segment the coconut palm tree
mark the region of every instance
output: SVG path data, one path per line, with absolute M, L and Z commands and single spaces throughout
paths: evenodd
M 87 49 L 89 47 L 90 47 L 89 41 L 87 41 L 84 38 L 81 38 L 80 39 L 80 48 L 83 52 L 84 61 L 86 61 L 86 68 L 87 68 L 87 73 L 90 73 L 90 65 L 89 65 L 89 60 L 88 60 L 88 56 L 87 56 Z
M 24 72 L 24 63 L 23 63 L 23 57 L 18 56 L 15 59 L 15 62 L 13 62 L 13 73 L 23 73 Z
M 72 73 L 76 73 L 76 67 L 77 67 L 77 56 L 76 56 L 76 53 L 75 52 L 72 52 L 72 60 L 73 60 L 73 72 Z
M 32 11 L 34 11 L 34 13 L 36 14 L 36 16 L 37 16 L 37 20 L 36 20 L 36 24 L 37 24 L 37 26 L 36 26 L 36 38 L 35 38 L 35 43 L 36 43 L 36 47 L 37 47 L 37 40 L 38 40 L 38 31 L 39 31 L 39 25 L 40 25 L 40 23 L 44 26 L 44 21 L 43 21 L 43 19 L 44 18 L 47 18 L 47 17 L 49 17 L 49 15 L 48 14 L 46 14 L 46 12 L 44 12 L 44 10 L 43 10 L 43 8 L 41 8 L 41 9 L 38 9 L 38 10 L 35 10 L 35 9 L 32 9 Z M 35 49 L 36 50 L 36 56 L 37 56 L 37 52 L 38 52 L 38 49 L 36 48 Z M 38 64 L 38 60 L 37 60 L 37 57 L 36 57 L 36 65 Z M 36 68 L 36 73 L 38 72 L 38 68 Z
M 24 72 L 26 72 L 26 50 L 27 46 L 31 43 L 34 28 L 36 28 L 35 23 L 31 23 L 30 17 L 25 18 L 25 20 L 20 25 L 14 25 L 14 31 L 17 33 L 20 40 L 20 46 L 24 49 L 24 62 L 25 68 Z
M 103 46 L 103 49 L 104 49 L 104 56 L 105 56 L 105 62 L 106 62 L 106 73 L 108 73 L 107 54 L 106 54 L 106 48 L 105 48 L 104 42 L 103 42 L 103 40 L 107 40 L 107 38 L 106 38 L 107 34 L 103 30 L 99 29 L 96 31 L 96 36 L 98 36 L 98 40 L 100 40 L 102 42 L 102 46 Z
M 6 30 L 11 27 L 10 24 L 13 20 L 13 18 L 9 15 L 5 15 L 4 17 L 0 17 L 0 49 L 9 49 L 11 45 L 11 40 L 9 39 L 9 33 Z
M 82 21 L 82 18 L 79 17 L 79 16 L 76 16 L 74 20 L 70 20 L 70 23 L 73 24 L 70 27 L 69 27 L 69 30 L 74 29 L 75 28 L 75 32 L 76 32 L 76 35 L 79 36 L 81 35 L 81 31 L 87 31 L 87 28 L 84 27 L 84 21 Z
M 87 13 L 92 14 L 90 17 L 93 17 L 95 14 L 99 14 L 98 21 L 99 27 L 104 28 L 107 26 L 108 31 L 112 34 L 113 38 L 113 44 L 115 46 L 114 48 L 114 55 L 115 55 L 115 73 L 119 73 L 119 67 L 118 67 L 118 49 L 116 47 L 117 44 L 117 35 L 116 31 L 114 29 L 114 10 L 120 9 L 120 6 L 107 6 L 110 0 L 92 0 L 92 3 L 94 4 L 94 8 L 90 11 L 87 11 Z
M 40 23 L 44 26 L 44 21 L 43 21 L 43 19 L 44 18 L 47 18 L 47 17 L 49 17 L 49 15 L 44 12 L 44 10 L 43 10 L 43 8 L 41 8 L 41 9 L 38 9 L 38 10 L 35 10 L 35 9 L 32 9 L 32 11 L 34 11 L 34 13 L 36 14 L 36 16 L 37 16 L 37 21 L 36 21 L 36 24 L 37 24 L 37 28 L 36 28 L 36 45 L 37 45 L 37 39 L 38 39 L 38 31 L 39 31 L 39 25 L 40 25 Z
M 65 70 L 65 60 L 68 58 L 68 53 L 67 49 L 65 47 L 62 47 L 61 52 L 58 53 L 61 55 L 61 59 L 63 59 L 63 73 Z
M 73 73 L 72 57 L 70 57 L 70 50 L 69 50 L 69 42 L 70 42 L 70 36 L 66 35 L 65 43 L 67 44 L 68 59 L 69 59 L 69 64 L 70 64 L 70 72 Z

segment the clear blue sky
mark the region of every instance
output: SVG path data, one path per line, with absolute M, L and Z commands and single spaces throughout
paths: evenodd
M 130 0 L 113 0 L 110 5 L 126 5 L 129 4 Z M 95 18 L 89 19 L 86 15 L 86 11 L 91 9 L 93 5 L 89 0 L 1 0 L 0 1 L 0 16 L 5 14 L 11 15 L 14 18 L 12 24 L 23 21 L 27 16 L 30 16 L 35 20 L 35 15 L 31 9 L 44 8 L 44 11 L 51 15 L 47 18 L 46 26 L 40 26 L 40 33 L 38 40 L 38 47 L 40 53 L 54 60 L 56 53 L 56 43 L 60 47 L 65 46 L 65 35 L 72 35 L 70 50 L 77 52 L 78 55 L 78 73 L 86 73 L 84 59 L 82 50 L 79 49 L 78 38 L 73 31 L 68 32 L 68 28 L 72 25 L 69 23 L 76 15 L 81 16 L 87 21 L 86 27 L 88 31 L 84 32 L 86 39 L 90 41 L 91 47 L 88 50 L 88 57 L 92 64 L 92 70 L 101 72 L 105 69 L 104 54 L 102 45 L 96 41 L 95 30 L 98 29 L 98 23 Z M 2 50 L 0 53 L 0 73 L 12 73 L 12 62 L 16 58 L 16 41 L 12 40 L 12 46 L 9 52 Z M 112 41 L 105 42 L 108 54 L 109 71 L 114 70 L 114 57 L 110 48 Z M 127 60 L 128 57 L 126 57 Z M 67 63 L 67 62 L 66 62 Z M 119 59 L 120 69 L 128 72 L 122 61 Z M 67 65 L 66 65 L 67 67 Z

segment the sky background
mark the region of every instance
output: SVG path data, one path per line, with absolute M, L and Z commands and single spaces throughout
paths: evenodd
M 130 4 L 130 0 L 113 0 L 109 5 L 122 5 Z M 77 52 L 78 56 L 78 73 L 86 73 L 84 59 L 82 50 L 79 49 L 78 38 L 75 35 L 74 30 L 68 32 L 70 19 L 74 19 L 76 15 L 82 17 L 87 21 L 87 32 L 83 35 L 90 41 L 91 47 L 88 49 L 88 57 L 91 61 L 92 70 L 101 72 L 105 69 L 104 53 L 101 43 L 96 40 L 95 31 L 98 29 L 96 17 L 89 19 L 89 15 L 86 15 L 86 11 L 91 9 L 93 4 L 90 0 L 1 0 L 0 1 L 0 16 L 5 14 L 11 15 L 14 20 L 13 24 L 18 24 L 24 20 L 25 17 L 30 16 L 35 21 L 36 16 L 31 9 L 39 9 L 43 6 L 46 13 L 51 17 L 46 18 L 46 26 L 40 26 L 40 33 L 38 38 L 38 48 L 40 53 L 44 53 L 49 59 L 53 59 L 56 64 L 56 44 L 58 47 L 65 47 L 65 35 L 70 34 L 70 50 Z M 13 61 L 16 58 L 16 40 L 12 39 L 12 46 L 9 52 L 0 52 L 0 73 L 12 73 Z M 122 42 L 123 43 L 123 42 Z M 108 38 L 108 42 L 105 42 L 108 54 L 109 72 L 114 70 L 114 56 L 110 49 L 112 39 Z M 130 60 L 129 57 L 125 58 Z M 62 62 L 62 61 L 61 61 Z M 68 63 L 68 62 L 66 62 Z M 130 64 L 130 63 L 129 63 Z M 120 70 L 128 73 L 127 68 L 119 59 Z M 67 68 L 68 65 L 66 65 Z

Work instructions
Reproduce all of the data above character for character, with no changes.

The answer
segment the coconut palm tree
mark the region of every instance
output: SVG path data, one path per line, with absolute M, L and Z commands and single spaces throughout
paths: evenodd
M 87 49 L 89 47 L 90 47 L 89 41 L 87 41 L 84 38 L 81 38 L 80 39 L 80 48 L 83 52 L 84 61 L 86 61 L 86 68 L 87 68 L 87 73 L 90 73 L 90 65 L 89 65 L 89 60 L 88 60 L 88 56 L 87 56 Z
M 24 72 L 24 63 L 23 63 L 23 57 L 18 56 L 15 59 L 15 62 L 13 62 L 13 73 L 23 73 Z
M 72 73 L 76 73 L 76 67 L 77 67 L 77 56 L 76 56 L 76 53 L 75 52 L 72 52 L 72 60 L 73 60 L 73 72 Z
M 32 11 L 34 11 L 34 13 L 36 14 L 36 16 L 37 16 L 37 20 L 36 20 L 36 24 L 37 24 L 37 26 L 36 26 L 36 38 L 35 38 L 35 43 L 36 43 L 36 47 L 37 47 L 37 40 L 38 40 L 38 31 L 39 31 L 39 25 L 40 25 L 40 23 L 44 26 L 44 21 L 43 21 L 43 19 L 44 18 L 47 18 L 47 17 L 49 17 L 49 15 L 48 14 L 46 14 L 46 12 L 44 12 L 44 10 L 43 10 L 43 8 L 41 8 L 41 9 L 38 9 L 38 10 L 35 10 L 35 9 L 32 9 Z M 35 49 L 36 50 L 36 56 L 37 56 L 37 52 L 38 52 L 38 49 L 36 48 Z M 38 64 L 38 60 L 37 60 L 37 57 L 36 57 L 36 65 Z M 36 68 L 36 73 L 38 72 L 38 68 Z
M 24 72 L 26 72 L 26 50 L 27 46 L 31 43 L 34 28 L 36 28 L 35 23 L 31 23 L 30 17 L 25 18 L 25 20 L 20 25 L 14 25 L 14 31 L 17 33 L 20 40 L 20 46 L 24 49 L 24 62 L 25 68 Z
M 103 46 L 103 49 L 104 49 L 104 56 L 105 56 L 105 62 L 106 62 L 106 73 L 108 73 L 107 54 L 106 54 L 106 48 L 105 48 L 104 42 L 103 42 L 103 40 L 107 40 L 107 38 L 106 38 L 107 34 L 103 30 L 99 29 L 96 31 L 96 36 L 98 36 L 98 40 L 100 40 L 102 42 L 102 46 Z
M 6 30 L 11 27 L 10 24 L 13 20 L 13 18 L 9 15 L 5 15 L 4 17 L 0 17 L 0 49 L 9 49 L 11 45 L 11 40 L 9 39 L 9 33 Z
M 82 21 L 82 18 L 79 17 L 79 16 L 76 16 L 74 20 L 70 20 L 70 23 L 73 24 L 70 27 L 69 27 L 69 30 L 74 29 L 75 28 L 75 32 L 76 32 L 76 35 L 79 36 L 81 35 L 81 31 L 87 31 L 87 28 L 84 27 L 84 21 Z
M 87 13 L 92 14 L 90 17 L 93 17 L 95 14 L 99 14 L 98 21 L 99 27 L 104 28 L 107 26 L 108 31 L 112 34 L 113 38 L 113 44 L 115 46 L 114 48 L 114 55 L 115 55 L 115 73 L 119 73 L 119 67 L 118 67 L 118 49 L 116 47 L 117 44 L 117 35 L 116 31 L 114 29 L 114 10 L 120 9 L 120 6 L 107 6 L 110 0 L 92 0 L 92 3 L 94 4 L 94 8 L 90 11 L 87 11 Z
M 40 23 L 44 26 L 44 21 L 43 21 L 43 19 L 44 18 L 47 18 L 47 17 L 49 17 L 49 15 L 44 12 L 44 10 L 43 10 L 43 8 L 41 8 L 41 9 L 38 9 L 38 10 L 35 10 L 35 9 L 32 9 L 32 11 L 34 11 L 34 13 L 36 14 L 36 16 L 37 16 L 37 21 L 36 21 L 36 24 L 37 24 L 37 28 L 36 28 L 36 45 L 37 45 L 37 39 L 38 39 L 38 31 L 39 31 L 39 25 L 40 25 Z
M 65 70 L 65 60 L 68 58 L 68 53 L 67 49 L 65 47 L 62 47 L 61 52 L 58 53 L 61 55 L 61 59 L 63 59 L 63 73 Z
M 73 73 L 72 57 L 70 57 L 70 50 L 69 50 L 69 42 L 70 42 L 70 36 L 66 35 L 65 43 L 67 44 L 68 59 L 69 59 L 69 64 L 70 64 L 70 72 Z

segment the clear blue sky
mark the region of every instance
output: SVG path data, one path per line, with absolute M, L and Z commands and single spaces throughout
paths: evenodd
M 130 0 L 113 0 L 110 5 L 126 5 L 129 4 Z M 95 18 L 89 19 L 86 15 L 86 11 L 91 9 L 93 5 L 89 0 L 1 0 L 0 1 L 0 16 L 5 14 L 11 15 L 14 18 L 12 24 L 23 21 L 27 16 L 30 16 L 35 20 L 35 15 L 31 9 L 44 8 L 44 11 L 51 15 L 47 18 L 46 26 L 40 26 L 40 33 L 38 40 L 38 47 L 40 53 L 54 60 L 56 53 L 56 43 L 60 47 L 65 46 L 65 35 L 72 35 L 70 50 L 77 52 L 78 55 L 78 73 L 86 73 L 84 59 L 82 50 L 79 49 L 78 38 L 73 31 L 68 32 L 68 28 L 72 25 L 69 23 L 76 15 L 81 16 L 87 21 L 86 27 L 88 31 L 84 32 L 86 39 L 90 41 L 91 47 L 88 50 L 88 57 L 92 64 L 92 70 L 101 72 L 105 69 L 104 54 L 102 45 L 96 41 L 95 30 L 98 29 L 98 23 Z M 2 50 L 0 53 L 0 73 L 12 73 L 12 62 L 16 58 L 16 41 L 12 40 L 12 46 L 9 52 Z M 112 41 L 105 42 L 108 54 L 109 71 L 114 70 L 114 57 L 110 48 Z M 127 60 L 128 57 L 126 57 Z M 67 63 L 67 62 L 66 62 Z M 119 59 L 120 69 L 128 72 L 122 61 Z M 67 65 L 66 65 L 67 67 Z

segment the sky background
mark the region of every instance
output: SVG path data, one path per line, with absolute M, L and Z commands and single spaces throughout
paths: evenodd
M 130 4 L 130 0 L 113 0 L 109 5 L 122 5 Z M 77 52 L 78 56 L 78 73 L 86 73 L 84 59 L 82 50 L 79 49 L 78 38 L 75 35 L 74 30 L 68 32 L 70 19 L 74 19 L 76 15 L 82 17 L 87 21 L 87 32 L 83 35 L 90 41 L 91 47 L 88 49 L 88 57 L 91 61 L 92 70 L 101 72 L 105 69 L 104 53 L 101 43 L 96 40 L 95 31 L 98 29 L 96 17 L 89 19 L 89 15 L 86 15 L 86 11 L 91 9 L 93 4 L 90 0 L 1 0 L 0 1 L 0 16 L 5 14 L 11 15 L 14 20 L 13 24 L 18 24 L 24 20 L 25 17 L 30 16 L 35 21 L 36 16 L 31 9 L 39 9 L 43 6 L 46 13 L 51 17 L 46 18 L 46 26 L 40 26 L 40 33 L 38 38 L 38 48 L 40 53 L 44 53 L 49 59 L 53 59 L 56 64 L 56 44 L 58 47 L 65 47 L 65 35 L 70 34 L 70 50 Z M 13 61 L 16 58 L 16 40 L 12 39 L 12 46 L 9 52 L 0 52 L 0 73 L 12 73 Z M 122 42 L 123 43 L 123 42 Z M 108 38 L 108 42 L 105 42 L 108 54 L 109 72 L 114 70 L 114 56 L 110 49 L 112 39 Z M 130 60 L 129 57 L 125 58 Z M 62 62 L 62 61 L 61 61 Z M 68 63 L 68 62 L 66 62 Z M 130 64 L 130 63 L 129 63 Z M 120 70 L 128 73 L 127 68 L 119 59 Z M 67 68 L 68 65 L 66 65 Z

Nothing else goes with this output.